- _Text_

The Justices Protection Act 1848 (11 & 12 Vict. c.44) was an Act of the Parliament of the United Kingdom that gave Justices of the Peace in England and Wales immunity from civil actions arising from their adjudication.

The Act was sponsored and drafted by John Jervis and was one of the so-called Jervis Acts of 1848.

Background
Prior to the Act, Justices of the Peace (magistrates) were hampered in their functions by the risk of prosecution or civil action for decisions they had taken in the execution of their official functions. An individual disgruntled at a decision could mount a de facto challenge by bringing a civil claim against a Justice and even achieve a rehearing of his case. Claims against Justices for damages, through writs of certiorari, for exceeding their jurisdiction were particularly common. The courts did, however, take any opportunity to interpret the law narrowly so as to exclude the challenges, as for example in the Bumboat case,
 and Sheridan has doubted whether there was really an extensive problem.

Sir John Jervis was Attorney General and shared the widespread view that the law as to Justices was archaic and in need in reform. Further, Justices were becoming increasingly important with the rise of criminal legislation. The Act was one of the three Jervis Acts, the other two being the Summary Jurisdiction Act 1848 and Indictable Offences Act 1848.

- _Set problem_
In the article on the Justices Protection Act 1848, what were the other two Jervis Acts? These entries are unrelated to the article on the Justices Protection Act 1848.

- _Record extracts_
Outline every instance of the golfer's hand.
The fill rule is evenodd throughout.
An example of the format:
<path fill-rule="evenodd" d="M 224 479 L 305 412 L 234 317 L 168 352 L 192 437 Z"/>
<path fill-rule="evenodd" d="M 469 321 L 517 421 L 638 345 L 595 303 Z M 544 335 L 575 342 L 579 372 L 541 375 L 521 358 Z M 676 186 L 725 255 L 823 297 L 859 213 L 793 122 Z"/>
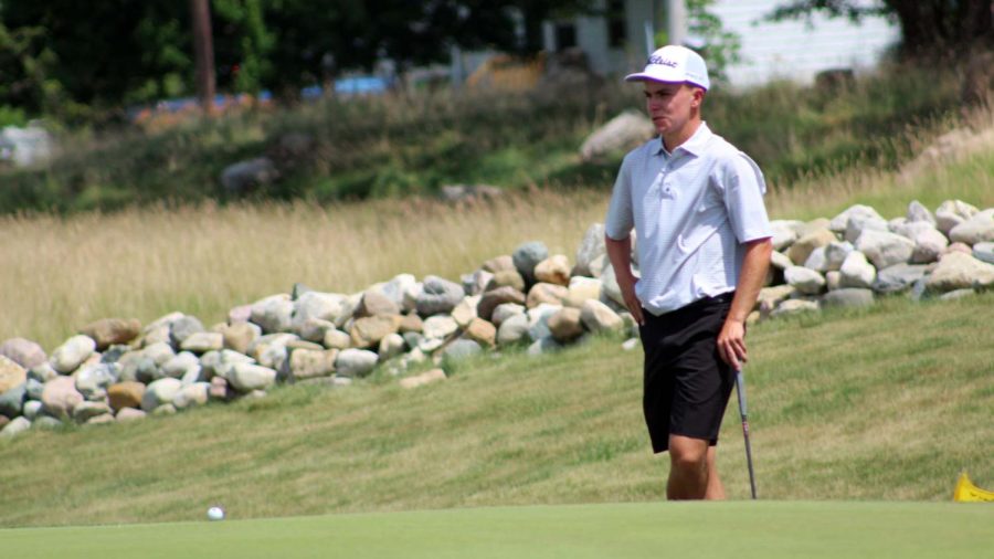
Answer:
<path fill-rule="evenodd" d="M 739 370 L 748 361 L 745 355 L 745 325 L 739 320 L 726 320 L 718 335 L 718 355 L 721 360 Z"/>
<path fill-rule="evenodd" d="M 642 302 L 635 296 L 635 278 L 618 278 L 617 286 L 621 287 L 622 297 L 625 299 L 625 307 L 628 309 L 628 313 L 632 313 L 632 317 L 635 318 L 638 326 L 644 325 L 645 317 L 642 316 Z"/>

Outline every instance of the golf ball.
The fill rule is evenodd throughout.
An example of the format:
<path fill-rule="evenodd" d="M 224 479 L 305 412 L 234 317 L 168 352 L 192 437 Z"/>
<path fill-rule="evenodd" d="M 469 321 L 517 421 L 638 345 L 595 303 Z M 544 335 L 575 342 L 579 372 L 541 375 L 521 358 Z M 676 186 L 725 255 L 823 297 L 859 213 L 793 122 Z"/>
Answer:
<path fill-rule="evenodd" d="M 208 519 L 210 520 L 223 520 L 224 519 L 224 509 L 221 507 L 211 507 L 208 509 Z"/>

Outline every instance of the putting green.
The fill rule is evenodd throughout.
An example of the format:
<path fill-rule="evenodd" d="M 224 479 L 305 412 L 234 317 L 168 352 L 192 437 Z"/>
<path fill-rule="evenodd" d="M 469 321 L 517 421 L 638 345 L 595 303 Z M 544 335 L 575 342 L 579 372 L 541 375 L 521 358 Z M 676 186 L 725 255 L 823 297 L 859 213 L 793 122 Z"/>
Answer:
<path fill-rule="evenodd" d="M 6 557 L 36 558 L 952 559 L 994 555 L 994 506 L 836 502 L 535 506 L 18 528 L 0 530 L 0 541 Z"/>

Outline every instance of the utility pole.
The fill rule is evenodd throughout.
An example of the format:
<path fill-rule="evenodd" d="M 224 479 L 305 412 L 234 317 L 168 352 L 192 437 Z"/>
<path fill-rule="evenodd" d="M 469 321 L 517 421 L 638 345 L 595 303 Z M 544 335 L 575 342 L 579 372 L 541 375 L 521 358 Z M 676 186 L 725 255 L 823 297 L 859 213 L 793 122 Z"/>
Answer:
<path fill-rule="evenodd" d="M 193 21 L 193 60 L 197 65 L 197 97 L 204 114 L 214 107 L 214 41 L 211 35 L 210 0 L 190 0 Z"/>
<path fill-rule="evenodd" d="M 684 0 L 666 0 L 666 36 L 669 44 L 687 41 L 687 4 Z"/>

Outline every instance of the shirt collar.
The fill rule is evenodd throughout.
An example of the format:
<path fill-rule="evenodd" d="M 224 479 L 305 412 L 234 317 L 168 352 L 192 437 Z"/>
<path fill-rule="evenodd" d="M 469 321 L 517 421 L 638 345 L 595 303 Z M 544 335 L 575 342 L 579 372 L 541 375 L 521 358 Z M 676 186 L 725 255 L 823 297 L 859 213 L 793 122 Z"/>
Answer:
<path fill-rule="evenodd" d="M 666 147 L 663 145 L 663 135 L 659 135 L 659 149 L 656 151 L 657 155 L 662 155 L 667 159 L 672 157 L 679 150 L 684 150 L 692 156 L 700 156 L 704 152 L 705 146 L 711 139 L 715 133 L 708 128 L 708 123 L 701 120 L 700 126 L 697 127 L 697 130 L 694 131 L 694 136 L 690 136 L 687 141 L 680 144 L 673 150 L 673 152 L 666 151 Z"/>

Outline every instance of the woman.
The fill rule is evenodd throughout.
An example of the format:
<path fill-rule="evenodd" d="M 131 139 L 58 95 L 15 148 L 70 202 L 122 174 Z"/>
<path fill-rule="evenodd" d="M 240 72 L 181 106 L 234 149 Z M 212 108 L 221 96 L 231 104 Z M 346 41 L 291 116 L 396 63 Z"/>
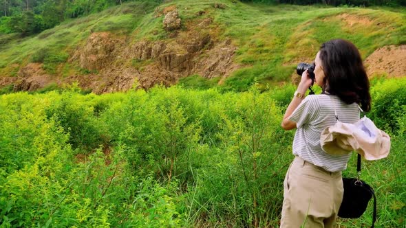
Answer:
<path fill-rule="evenodd" d="M 359 104 L 370 109 L 370 83 L 359 52 L 341 39 L 323 43 L 314 59 L 314 82 L 320 95 L 304 94 L 312 84 L 305 71 L 282 121 L 282 128 L 297 128 L 293 162 L 284 183 L 281 227 L 332 227 L 343 199 L 341 171 L 350 155 L 331 155 L 323 151 L 320 135 L 339 121 L 359 119 Z"/>

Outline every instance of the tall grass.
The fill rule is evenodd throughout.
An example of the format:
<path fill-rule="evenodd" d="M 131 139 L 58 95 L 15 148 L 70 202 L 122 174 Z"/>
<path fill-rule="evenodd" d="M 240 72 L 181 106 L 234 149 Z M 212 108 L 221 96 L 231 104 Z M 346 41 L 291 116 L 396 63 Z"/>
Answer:
<path fill-rule="evenodd" d="M 392 137 L 389 156 L 363 162 L 361 175 L 385 227 L 405 223 L 405 81 L 374 82 L 368 114 Z M 295 89 L 257 87 L 1 95 L 0 224 L 278 227 L 294 133 L 280 121 Z M 370 225 L 372 209 L 339 225 Z"/>

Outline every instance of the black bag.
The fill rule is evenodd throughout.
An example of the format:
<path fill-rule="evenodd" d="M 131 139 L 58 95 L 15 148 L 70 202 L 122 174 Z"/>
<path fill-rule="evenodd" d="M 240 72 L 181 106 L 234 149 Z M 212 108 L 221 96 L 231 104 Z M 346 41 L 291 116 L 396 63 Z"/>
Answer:
<path fill-rule="evenodd" d="M 371 186 L 359 179 L 361 174 L 361 155 L 358 155 L 356 170 L 357 178 L 343 178 L 344 196 L 339 210 L 339 216 L 344 218 L 359 218 L 364 214 L 368 202 L 374 196 L 374 214 L 372 226 L 376 220 L 376 198 Z"/>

- _Final result_
The Summary Jurisdiction Act 1848 and the Indictable Offences Act 1848.